◆ Petit exercice A:
Traduisez en anglais cette phrase du texte sur les plans EDI et les PAÉE : « Il y a plusieurs confusions autour de ces deux thèmes même s’ils sont, dans les faits, complémentaires. »
◆ Petit exercice B:
Poursuivez le texte sur les plans EDI et les PAÉE à partir de sa dernière ligne.

◆ Texte fourni:
........

Des questionnements émergent quant à savoir si les plans EDI et les Programmes d’accès à l’égalité en emploi (PAÉE) entrent en opposition ou se complètent. Il y a plusieurs confusions autour de ces deux thèmes même s’ils sont, dans les faits, complémentaires. 
Bibiana Pulido | Geneviève Lapointe | Patricia Neitthoffer

Depuis quelques années, les organisations intègrent davantage des plans d’équité, de diversité et d’inclusion (EDI) à leur planification organisationnelle et à leur gestion. En parallèle, depuis le début des années 2000, au Québec, des Programmes d’accès à l’égalité en emploi (PAÉE), volontaires ou obligatoires, visent à contrer la discrimination systémique en emploi. Des questionnements émergent quant à savoir si les plans EDI et les PAÉE entrent en opposition ou se complètent. Plusieurs mécompréhensions existent, mais il reste que les deux peuvent évoluer en complémentarité. Les PAÉE servent de leviers primordiaux pour lutter contre les discriminations vécues par les groupes désignés[1] par la Loi sur l’accès à l’égalité en emploi dans des organismes publics (« Loi »). En effet, les démarches EDI peuvent s’appuyer sur les mesures des PAÉE, telles que l’analyse du processus de dotation, la reconnaissance des parcours atypiques des candidatures et les accommodements pour les personnes en situation de handicap.

Qu’est-ce qu’une approche EDI?

........

Entrées tirées d'une collection:
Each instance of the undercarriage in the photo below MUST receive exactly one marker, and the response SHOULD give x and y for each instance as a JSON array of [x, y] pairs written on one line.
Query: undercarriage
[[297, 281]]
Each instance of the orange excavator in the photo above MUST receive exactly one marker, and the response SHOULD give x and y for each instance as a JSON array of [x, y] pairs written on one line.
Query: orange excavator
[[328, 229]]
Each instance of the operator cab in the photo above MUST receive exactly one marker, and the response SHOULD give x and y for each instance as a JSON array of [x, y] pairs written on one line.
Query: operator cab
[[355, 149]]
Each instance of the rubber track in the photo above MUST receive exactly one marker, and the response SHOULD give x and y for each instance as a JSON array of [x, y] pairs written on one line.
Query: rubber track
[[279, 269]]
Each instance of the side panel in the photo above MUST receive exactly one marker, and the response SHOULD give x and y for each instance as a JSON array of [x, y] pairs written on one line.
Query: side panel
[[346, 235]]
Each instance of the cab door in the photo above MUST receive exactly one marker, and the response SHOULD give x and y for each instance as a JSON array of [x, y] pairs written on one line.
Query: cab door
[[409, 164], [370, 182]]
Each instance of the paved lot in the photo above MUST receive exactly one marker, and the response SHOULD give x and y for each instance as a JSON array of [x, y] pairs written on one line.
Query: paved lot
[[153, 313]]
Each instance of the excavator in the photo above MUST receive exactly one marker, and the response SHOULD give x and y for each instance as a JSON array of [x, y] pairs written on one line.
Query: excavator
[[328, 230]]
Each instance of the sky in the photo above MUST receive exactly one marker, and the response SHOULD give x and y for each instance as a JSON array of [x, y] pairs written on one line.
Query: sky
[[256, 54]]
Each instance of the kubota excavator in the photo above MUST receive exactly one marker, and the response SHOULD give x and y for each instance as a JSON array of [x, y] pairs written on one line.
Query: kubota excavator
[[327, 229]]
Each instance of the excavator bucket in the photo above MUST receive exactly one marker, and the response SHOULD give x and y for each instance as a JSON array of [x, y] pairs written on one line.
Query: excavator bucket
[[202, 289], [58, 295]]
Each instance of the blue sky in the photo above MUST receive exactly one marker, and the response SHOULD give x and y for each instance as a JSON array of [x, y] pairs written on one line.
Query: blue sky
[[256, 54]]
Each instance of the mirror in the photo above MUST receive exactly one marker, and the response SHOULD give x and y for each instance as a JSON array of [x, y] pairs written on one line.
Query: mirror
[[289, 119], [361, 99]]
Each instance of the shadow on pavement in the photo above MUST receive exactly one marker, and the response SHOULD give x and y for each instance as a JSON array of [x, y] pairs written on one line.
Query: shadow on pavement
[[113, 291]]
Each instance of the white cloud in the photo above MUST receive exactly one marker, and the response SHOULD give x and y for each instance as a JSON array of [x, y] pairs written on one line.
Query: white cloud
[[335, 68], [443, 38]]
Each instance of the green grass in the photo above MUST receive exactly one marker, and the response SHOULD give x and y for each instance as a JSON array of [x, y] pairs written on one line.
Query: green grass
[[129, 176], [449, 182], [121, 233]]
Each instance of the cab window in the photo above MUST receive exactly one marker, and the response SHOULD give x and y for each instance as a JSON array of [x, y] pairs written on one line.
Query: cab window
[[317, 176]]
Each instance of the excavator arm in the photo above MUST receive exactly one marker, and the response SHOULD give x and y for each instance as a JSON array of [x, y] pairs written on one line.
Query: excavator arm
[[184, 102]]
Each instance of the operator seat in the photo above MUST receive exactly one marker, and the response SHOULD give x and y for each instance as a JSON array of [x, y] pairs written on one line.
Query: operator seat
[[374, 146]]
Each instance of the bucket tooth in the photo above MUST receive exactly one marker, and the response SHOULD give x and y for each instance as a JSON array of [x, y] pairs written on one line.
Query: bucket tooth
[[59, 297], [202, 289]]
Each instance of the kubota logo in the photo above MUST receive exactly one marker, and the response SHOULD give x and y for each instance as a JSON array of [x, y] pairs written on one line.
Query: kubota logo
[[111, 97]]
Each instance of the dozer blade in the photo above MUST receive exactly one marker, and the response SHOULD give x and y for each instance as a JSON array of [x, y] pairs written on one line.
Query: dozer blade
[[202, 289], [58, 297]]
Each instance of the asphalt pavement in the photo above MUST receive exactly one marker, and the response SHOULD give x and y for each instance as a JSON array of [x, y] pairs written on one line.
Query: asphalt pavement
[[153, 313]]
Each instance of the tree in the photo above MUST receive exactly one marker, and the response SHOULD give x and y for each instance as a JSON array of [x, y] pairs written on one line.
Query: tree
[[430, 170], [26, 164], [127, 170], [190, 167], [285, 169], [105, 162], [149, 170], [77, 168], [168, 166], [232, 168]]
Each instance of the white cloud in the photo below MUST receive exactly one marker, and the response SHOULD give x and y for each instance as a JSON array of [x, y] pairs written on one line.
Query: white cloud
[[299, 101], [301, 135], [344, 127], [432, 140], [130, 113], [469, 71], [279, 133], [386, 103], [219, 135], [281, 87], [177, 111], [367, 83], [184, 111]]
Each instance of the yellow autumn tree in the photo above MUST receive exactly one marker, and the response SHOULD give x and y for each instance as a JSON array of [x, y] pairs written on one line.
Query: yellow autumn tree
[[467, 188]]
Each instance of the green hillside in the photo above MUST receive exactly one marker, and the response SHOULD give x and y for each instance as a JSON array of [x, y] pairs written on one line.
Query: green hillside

........

◆ Réponse A:
There is a lot of confusion around these two topics, even though they are, in fact, complementary.

◆ Réponse B:
Une approche EDI s’inscrit dans un ensemble de politiques, de stratégies, de pratiques et d’initiatives visant à créer et maintenir des milieux ouverts, bienveillants, sécuritaires et exempts de toute discrimination et tout obstacle systémique, et au sein desquels chaque personne se sent pleinement reconnue, acceptée et respectée. Cette approche implique un processus de co-construction « par, pour et avec » les personnes des groupes en quête d’équité[2]Elle s’inscrit dans une posture transversale qui touche l’ensemble des activités et tout le personnel de l’organisation.

Que sont les PAÉE?

Découlant de la Loi, les PAÉE ont comme objectifs d’« assurer une représentation équitable des personnes issues de groupes victimes de discrimination dans tous les types d’emploi d’une organisation » (>CDPDJ, 2023) et de corriger les pratiques de gestion des ressources humaines qui pourraient potentiellement avoir des effets discriminatoires. Au-delà de l’obligation légale qui touche certains organismes[3], les programmes, volontaires ou non, proposent des outils essentiels et un accompagnement par la Commission des droits de la personne et de la jeunesse (CDPDJ) pour toute organisation souhaitant être plus inclusive. En somme, ces programmes sont un levier structurant pour contribuer à l’avancement de l’EDI dans les organisations.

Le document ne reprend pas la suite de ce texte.